● SUPPLIED TEXT
Chairperson of the Talent Corporation Malaysia Berhad
- Incumbent
- Assumed office 12 June 2024
- Minister: Steven Sim Chee Keong
- Deputy: Mohd Khuzzan Abu Bakar
- Chief Executive Officer: Chan Leng Wai

Deputy Chairperson of the Public Accounts Committee
- In office 4 April 2023 – 16 July 2024
- Nominated by: Anwar Ibrahim
- Appointed by: Johari Abdul
- Chairperson: Mas Ermieyati Samsudin
- Preceded by: Azizah Mohd Dun
- Succeeded by: Teresa Kok Suh Sim
- Constituency: Kluang

Member of the Malaysian Parliament for Kluang
- Incumbent
- Assumed office 9 May 2018
- Preceded by: Liew Chin Tong (PR–DAP)
- Majority: 23,053 (2018) 26,406 (2022)

Member of the Johor State Legislative Assembly for Senai
- In office 5 May 2013 – 9 May 2018
- Preceded by: Ong Kow Meng (PR–DAP)
- Succeeded by: Alan Tee Boon Tsong (PH–DAP)
- Majority: 11,227 (2013)

Assistant National Publicity Secretary of the Democratic Action Party
- Incumbent
- Assumed office 16 March 2025 Serving with Young Syefura Othman
- Secretary-General: Anthony Loke Siew Fook
- National Publicity Secretary: Yeo Bee Yin
- Preceded by: Ganabatirau Veraman

Assistant National Political Education Director of the Democratic Action Party
- In office 20 March 2022 – 16 March 2025
- Secretary-General: Anthony Loke Siew Fook
- Political Education Director: Wong Kah Woh
- Preceded by: Ong Kian Ming
- Succeeded by: Vivian Wong Shir Yee

State Deputy Chairperson of the Democratic Action Party of Johor
- Incumbent
- Assumed office 6 October 2024
- Secretary-General: Anthony Loke Siew Fook
- State Chairperson: Teo Nie Ching
- Preceded by: Teo Nie Ching

Personal details
- Born: 26 November 1983 (age 42) Johor, Malaysia
- Citizenship: Malaysian
- Party: Democratic Action Party (DAP)
- Other political affiliations: Pakatan Rakyat (PR) (2008–2015) Pakatan Harapan (PH) (since 2015)
- Alma mater: National Chengchi University (Bachelor of Journalism (B. J.) & Bachelor of Political Science) Lee Kuan Yew School of Public Policy (Master in Public Management (MPP))

● STATED EXERCISE A
From the political profile, list every position marked "Incumbent."
● STATED EXERCISE B
Write the next part of the political profile, starting after its final entry on alma mater.

Region labeling items:
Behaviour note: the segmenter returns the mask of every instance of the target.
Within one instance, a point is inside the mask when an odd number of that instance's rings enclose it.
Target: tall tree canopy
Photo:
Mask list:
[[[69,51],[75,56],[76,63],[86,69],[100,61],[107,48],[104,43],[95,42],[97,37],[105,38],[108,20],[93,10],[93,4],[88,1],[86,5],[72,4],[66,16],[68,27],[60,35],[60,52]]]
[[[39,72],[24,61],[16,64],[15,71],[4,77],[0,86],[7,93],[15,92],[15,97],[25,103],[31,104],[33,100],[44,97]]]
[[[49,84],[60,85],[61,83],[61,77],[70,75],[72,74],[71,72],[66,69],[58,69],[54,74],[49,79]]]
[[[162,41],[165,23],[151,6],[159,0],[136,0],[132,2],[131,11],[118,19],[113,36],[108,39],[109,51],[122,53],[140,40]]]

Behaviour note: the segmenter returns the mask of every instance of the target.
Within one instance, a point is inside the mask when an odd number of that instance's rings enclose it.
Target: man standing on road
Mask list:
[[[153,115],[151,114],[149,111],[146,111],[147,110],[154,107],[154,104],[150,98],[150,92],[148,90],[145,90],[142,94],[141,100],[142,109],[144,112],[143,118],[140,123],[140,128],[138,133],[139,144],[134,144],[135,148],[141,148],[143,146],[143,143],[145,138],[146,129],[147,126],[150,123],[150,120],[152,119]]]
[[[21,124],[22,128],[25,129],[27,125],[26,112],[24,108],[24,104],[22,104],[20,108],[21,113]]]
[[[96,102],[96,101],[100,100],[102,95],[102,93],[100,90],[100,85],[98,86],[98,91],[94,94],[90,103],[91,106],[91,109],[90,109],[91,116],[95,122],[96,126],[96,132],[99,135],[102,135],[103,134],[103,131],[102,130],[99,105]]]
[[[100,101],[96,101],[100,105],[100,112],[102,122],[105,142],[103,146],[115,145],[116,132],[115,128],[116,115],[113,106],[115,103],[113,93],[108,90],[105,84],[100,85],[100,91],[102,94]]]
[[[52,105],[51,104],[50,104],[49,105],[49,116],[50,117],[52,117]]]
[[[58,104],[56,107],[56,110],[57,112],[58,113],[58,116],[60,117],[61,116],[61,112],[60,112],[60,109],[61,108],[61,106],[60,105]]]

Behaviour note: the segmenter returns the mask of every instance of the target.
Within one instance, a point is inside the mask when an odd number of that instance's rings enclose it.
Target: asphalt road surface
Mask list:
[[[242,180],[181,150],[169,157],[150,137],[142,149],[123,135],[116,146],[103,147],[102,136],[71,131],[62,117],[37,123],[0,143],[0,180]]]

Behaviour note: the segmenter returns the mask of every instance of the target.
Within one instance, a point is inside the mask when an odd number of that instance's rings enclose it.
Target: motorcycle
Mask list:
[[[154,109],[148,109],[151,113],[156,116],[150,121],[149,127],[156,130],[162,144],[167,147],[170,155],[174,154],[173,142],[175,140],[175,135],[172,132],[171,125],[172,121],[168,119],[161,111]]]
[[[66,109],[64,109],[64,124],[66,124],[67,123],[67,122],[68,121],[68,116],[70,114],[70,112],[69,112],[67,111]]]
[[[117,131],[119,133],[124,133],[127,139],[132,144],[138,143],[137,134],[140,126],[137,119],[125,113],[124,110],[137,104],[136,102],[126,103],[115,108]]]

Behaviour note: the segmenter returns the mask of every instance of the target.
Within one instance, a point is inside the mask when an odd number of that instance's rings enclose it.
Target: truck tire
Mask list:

● WRITTEN ANSWER A
- Chairperson of the Talent Corporation Malaysia Berhad
- Member of the Malaysian Parliament for Kluang
- Assistant National Publicity Secretary of the Democratic Action Party
- State Deputy Chairperson of the Democratic Action Party of Johor

● WRITTEN ANSWER B
- Occupation: Politician
- Profession: Writer; journalist;
- Website: https://wongshuqi.my/

= Wong Shu Qi =

Malaysian politician

Wong Shu Qi (黃書琪 (黄书琪, Huáng Shūqí, N̂g Su-kî); born 26 November 1983) is a Malaysian politician, writer and journalist who has served as Chairperson of the Talent Corporation Malaysia Berhad (TalentCorp) since June 2024 and the Member of Parliament (MP) for Kluang since May 2018. She served as Deputy Chairperson of the Public Accounts Committee (PAC) from April 2023 to July 2024 and Member of the Johor State Legislative Assembly (MLA) for the Senai from May 2013 to May 2018. She is a member of the Democratic Action Party (DAP), a component party of the Pakatan Harapan (PH) coalition. She has also served as the Assistant National Publicity Secretary of DAP since March 2025 and the State Deputy Chairperson of DAP of Johor since October 2024. She also served as the Assistant National Political Education Director of DAP from March 2022 to March 2025.

==Political career==
She was elected in 2013 general election for the Senai state seat. In the 2018 general election, Wong was elected to the Parliament of Malaysia for the Kluang constituency, winning 47,671 of the 80,531 votes cast.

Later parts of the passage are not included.